* [Problem to solve] Word for word, please restate the line containing "# indicate the innermost point of each instance of the shirt" and all the lines that follow it to the end of the data.

- Opening Delimiter -

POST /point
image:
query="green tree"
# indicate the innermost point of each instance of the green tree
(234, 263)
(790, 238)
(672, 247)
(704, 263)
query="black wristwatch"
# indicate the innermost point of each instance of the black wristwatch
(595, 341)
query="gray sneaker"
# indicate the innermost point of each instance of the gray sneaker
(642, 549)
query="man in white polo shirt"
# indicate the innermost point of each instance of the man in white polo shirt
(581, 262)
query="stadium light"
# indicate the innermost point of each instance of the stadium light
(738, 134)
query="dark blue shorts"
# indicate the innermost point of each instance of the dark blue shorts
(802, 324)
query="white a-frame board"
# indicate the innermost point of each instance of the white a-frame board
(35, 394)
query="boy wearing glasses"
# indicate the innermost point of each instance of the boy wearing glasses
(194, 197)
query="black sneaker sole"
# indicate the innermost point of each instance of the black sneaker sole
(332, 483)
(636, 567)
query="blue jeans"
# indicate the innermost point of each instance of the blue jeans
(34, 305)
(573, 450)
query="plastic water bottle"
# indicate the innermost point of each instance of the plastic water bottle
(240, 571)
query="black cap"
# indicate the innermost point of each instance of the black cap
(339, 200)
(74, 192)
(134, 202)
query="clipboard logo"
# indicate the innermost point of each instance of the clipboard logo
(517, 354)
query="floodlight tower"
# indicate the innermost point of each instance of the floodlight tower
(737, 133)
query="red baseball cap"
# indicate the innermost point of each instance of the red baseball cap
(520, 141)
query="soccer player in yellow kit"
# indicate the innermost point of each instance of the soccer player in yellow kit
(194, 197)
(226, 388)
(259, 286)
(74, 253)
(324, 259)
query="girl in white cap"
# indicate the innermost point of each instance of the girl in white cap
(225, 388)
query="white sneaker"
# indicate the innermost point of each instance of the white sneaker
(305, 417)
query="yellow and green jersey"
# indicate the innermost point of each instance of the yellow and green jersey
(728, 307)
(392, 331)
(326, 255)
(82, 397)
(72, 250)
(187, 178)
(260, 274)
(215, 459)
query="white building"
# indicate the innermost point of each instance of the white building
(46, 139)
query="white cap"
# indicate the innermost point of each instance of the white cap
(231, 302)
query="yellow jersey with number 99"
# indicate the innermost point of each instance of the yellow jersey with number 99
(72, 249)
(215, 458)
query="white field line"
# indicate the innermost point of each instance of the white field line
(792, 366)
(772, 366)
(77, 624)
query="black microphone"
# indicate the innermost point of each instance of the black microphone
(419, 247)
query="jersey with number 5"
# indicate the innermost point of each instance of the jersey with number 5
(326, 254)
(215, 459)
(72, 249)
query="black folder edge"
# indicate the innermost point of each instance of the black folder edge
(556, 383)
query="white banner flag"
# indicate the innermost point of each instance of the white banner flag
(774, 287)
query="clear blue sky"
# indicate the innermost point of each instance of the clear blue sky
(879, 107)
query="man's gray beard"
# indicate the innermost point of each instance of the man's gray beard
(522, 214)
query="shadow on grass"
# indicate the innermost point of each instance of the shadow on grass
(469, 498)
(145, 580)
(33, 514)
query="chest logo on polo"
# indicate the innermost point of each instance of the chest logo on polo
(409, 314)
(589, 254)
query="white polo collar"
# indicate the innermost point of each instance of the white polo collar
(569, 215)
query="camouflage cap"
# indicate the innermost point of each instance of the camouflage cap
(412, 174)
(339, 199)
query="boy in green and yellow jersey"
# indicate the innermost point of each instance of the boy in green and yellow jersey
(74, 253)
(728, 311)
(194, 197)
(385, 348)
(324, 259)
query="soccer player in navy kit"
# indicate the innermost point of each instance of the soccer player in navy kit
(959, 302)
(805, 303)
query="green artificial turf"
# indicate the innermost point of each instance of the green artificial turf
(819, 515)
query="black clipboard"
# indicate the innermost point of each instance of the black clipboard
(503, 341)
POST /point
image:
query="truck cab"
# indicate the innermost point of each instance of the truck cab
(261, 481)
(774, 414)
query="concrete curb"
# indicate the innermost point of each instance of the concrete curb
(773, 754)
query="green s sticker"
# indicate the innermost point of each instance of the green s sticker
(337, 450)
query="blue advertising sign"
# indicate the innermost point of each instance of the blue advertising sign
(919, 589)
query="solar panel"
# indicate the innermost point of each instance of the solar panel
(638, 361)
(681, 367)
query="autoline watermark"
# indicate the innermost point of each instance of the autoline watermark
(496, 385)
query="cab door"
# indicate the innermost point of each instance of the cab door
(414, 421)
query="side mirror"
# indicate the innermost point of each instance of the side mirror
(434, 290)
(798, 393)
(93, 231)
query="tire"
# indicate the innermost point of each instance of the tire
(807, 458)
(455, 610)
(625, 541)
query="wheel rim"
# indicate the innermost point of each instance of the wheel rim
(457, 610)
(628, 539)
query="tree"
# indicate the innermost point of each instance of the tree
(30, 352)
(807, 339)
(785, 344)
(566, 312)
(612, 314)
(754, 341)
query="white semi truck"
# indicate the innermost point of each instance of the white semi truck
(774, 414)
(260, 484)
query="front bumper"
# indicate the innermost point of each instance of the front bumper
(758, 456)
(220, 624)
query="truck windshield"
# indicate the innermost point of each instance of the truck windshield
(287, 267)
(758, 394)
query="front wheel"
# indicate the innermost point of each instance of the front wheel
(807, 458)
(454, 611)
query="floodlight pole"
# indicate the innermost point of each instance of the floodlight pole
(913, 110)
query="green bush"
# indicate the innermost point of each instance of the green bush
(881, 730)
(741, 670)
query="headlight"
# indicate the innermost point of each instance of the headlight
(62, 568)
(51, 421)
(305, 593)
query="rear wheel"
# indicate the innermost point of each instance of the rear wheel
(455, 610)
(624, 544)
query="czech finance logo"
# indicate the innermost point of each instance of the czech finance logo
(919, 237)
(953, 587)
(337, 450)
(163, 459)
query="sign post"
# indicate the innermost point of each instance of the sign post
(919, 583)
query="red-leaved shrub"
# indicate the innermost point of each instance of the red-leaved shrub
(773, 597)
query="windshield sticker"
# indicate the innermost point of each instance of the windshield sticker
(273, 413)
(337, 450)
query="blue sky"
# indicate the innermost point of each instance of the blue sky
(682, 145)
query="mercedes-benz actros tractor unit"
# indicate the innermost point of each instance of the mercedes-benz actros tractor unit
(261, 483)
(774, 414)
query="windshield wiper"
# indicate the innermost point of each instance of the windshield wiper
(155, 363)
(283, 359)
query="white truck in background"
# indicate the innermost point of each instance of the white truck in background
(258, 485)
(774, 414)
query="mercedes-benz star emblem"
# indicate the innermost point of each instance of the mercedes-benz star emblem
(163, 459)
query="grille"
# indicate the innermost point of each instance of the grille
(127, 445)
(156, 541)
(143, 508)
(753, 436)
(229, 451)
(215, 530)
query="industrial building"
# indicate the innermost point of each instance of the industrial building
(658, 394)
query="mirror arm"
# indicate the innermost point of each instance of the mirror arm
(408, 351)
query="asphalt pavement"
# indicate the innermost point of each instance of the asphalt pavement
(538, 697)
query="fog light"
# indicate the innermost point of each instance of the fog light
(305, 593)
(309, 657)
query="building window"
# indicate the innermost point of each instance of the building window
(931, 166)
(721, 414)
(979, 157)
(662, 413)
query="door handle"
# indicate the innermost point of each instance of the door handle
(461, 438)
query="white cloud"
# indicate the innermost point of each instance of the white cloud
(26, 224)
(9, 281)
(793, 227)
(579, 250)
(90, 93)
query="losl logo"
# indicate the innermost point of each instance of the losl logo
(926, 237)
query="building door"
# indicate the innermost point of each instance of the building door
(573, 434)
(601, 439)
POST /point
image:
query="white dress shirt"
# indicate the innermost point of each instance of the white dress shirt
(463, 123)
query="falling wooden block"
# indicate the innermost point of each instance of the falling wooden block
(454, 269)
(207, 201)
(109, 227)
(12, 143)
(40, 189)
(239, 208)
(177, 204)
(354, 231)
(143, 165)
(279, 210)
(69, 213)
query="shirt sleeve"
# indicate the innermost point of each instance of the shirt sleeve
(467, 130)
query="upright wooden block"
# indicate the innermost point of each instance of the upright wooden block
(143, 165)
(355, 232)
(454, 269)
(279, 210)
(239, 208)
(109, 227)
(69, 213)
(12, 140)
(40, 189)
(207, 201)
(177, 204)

- Closing Delimiter -

* [Task result]
# indicate the innermost point of each instance of the shirt sleeve
(467, 130)
query="upright wooden block"
# indicate the innermost point of each instance of the upright wooden block
(143, 165)
(355, 232)
(454, 269)
(279, 210)
(239, 208)
(109, 227)
(69, 213)
(12, 140)
(40, 189)
(207, 201)
(177, 204)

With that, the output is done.